## O que fazer
**1.** Como fica em inglês esta frase da análise de Cem anos de solidão: "Contudo, a ideia de pensamento cíclico não está somente nas confabulações da primeira mãe dos Buendía em Macondo, ela também é encontrada dentro da memória popular e da própria narrativa."?
**2.** Prossiga com a análise de Cem anos de solidão logo após a última frase dela.

═════ Trecho selecionado ═════

ANÁLISE: Cem anos de solidão
AUTOR: Gabriel García MárquezSINOPSE: O autor narra a história dos Buendía – a estirpe de solitários para a qual não será dada “uma segunda oportunidade sobre a terra” – e apresenta o universo da fictícia Macondo, onde se passa o romance. É lá que o leitor pode acompanhar as diversas gerações dessa família, assim como a ascensão e a queda do vilarejo.
É como se o mundo estivesse dando voltas
O pensamento de Úrsula Buendía, matriarca da família que acompanhamos em Cem anos de solidão, demonstra efetivamente como o tempo se encaminha dentro da obra de García Márquez. A sua ideia é de que todos os fatos transcorridos parecem repetições do passado, imutáveis tais como os nomes que são colocados nas crianças após os nascimentos delas.
Contudo, a ideia de pensamento cíclico não está somente nas confabulações da primeira mãe dos Buendía em Macondo, ela também é encontrada dentro da memória popular e da própria narrativa.
Para falar sobre essa concepção, primeiro precisamos compreender a diferença entre tempo cíclico e o tempo linear, este último é aquele que utilizamos e conhecemos na modernidade, muito embora existam povos que não vejam nem o tempo como cíclico e nem como linear, mas isso já é outra história.
O tempo cíclico é uma noção provinda dos povos da antiguidade, na ideologia grega idealizada a partir da concepção do “eterno retorno”, ou seja, tudo que passou, passará de novo, deixará de passar em um momento e voltará mais uma vez, num processo contínuo, exatamente como um círculo que se fecha em si mesmo. A lógica segue um padrão semelhante em muitas culturas, inclusive, de matrizes africanas, sendo, como aponta Mircea Eliade, praticada a partir de rituais periódicos, solstícios, entre tantos outros ritos conhecidos ou não.

═════ Entradas do conjunto ═════

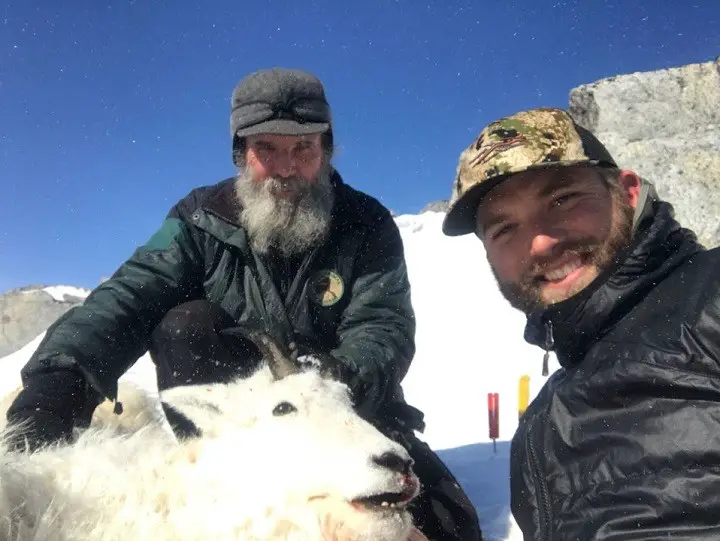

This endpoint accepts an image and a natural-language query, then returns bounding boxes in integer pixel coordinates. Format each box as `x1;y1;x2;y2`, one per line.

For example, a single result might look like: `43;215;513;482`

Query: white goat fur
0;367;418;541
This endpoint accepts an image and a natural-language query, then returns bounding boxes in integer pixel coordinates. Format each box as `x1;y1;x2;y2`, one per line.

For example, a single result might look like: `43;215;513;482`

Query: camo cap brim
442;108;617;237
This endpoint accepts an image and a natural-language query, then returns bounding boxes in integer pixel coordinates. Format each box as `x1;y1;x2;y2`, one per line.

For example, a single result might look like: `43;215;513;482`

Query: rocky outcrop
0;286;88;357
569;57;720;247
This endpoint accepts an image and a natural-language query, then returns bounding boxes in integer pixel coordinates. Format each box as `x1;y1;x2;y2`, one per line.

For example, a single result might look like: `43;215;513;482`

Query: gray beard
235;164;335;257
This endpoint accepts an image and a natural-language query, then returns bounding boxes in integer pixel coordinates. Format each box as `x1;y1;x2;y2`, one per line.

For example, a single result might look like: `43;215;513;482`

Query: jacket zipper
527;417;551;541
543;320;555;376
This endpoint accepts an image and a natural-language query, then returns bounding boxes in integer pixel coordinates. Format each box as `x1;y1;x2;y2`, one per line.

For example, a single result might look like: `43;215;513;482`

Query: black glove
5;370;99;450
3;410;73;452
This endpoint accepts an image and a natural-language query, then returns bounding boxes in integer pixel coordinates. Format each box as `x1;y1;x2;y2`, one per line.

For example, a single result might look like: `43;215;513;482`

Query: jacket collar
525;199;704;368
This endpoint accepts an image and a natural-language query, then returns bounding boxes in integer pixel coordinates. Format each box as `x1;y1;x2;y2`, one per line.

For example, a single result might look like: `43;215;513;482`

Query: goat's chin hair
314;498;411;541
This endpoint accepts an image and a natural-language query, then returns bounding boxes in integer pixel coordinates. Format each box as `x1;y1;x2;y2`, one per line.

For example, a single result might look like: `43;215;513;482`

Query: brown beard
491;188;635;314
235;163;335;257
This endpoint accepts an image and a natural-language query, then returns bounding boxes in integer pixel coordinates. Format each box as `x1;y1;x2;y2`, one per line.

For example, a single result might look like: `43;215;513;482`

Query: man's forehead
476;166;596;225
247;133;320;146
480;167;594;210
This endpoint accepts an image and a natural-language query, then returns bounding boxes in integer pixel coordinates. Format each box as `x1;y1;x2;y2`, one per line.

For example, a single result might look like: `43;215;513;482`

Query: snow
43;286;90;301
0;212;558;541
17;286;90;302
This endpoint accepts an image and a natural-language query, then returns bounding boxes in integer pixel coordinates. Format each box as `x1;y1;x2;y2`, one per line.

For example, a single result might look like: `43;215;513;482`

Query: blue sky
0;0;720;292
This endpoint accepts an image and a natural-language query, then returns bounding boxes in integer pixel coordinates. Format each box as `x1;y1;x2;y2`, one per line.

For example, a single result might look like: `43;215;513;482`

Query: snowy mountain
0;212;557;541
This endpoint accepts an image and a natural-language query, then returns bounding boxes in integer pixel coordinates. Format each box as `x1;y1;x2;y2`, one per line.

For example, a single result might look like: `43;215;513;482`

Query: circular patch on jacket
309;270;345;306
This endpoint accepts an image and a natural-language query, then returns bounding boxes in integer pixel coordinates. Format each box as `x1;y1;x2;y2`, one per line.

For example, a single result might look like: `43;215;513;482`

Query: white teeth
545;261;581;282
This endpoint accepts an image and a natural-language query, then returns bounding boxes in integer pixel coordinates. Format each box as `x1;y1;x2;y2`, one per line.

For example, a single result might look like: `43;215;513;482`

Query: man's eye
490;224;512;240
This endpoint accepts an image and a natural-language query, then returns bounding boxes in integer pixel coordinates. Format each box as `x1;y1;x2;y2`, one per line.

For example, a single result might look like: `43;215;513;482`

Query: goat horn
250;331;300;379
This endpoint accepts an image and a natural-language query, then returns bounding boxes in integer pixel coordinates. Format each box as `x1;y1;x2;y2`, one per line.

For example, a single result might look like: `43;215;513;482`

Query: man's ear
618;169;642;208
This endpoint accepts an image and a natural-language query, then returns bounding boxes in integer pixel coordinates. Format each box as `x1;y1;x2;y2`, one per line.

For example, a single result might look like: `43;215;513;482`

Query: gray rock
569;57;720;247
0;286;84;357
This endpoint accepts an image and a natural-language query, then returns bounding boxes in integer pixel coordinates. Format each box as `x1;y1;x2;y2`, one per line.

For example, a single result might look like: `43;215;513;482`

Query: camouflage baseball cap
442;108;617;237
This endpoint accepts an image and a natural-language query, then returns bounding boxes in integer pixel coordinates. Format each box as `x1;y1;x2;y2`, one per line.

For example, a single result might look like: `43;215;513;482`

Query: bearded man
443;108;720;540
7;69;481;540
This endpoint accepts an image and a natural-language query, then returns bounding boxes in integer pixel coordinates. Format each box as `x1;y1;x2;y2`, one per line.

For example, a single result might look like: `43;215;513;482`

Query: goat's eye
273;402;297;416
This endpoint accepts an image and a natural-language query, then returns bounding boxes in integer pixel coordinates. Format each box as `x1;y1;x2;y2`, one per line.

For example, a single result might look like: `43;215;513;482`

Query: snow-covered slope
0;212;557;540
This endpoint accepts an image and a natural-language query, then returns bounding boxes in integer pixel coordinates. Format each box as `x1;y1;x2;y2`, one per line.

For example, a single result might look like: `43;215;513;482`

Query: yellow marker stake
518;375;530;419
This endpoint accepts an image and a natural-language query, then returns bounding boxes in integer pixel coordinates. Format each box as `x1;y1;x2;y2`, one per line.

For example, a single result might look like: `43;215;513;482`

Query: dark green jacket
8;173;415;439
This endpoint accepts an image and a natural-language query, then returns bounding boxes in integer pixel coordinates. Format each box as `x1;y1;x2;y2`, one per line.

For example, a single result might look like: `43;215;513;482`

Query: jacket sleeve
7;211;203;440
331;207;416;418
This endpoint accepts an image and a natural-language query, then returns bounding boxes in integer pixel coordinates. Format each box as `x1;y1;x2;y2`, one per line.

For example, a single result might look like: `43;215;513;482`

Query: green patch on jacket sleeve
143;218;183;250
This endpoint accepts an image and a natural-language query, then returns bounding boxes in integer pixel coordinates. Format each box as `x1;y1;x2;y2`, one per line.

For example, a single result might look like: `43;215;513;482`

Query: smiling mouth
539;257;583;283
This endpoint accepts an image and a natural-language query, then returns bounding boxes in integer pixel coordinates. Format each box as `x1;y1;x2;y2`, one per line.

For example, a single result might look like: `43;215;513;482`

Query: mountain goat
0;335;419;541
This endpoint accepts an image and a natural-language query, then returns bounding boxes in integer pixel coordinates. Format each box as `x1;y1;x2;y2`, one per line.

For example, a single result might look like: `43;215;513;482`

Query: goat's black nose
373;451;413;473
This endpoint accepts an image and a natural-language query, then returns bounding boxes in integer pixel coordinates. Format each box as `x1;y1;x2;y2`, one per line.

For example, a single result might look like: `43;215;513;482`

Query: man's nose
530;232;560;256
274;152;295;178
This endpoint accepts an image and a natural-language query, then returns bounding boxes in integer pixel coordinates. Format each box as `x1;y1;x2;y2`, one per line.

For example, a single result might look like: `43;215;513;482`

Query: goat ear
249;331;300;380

═════

## Exercícios resolvidos
**1.** However, the idea of cyclical thinking is not found only in the musings of the first mother of the Buendías in Macondo; it is also found in popular memory and in the narrative itself.

**2.**
Para deixar mais claro para quem desconhece a cultura grega, imaginem um lápis e um papel. Conseguiram? Nele, desenhe mentalmente uma bola. Depois, desenhe uma bola exatamente em cima dessa outra bola, às vezes, a curva vai sair um pouco da linha, mas tudo bem; em seguida, repita o processo e faça isso continuamente. O tempo cíclico é esse tempo que fica repetindo os fatos transcorridos – não exatamente iguais, embora sejam semelhantes –, como você faz quando desenha a bola de novo e de novo. Às vezes, sai idêntico. Às vezes, sai um pouco diferente, mas ainda é uma bola.
Nesse tempo, existe uma ausência de valor de temporalidade, porque tudo o que passou vai passar de novo, o maior exemplo que encontramos, como já citei, são os ritos. Todas as culturas de tempo cíclico se constroem em cima de ritos, porque o rito nada mais é do que trazer o passado de volta a partir da narração ou de algum evento comum daquela população. Embora nós percebamos, nós ainda possuímos em nossa cultura alguns aspectos desse tempo circular, por exemplo, o Natal, o qual reproduzimos todo ano. Ele se repete. Como a Páscoa, o carnaval e diversos outros eventos que nos fazem rememorar alguma concepção sagrada que, infelizmente em nosso consumismo, perdeu-se.
Contudo, ainda é a herança desse tempo, o qual se fundiu a conceção linear na Idade Média, assim, compondo duas visões a respeito da temporalidade de uma vez.
Então, o segundo, o tempo linear, surgiu de um rompimento no terceiro século, a partir do pensamento judaico cristão aliado ao homem moderno que desejava ser e criar a história. A ideia desse nada mais é do que progresso.
Comecemos com a questão religiosa. Na concepção bíblica, o homem alcançará o paraíso, nesse interim, existe um juízo de valor quando intuímos que haverá um lugar melhor do que o atual, ou seja, existirá uma jornada pela qual você deverá passar e terminar para chegar ao paraíso.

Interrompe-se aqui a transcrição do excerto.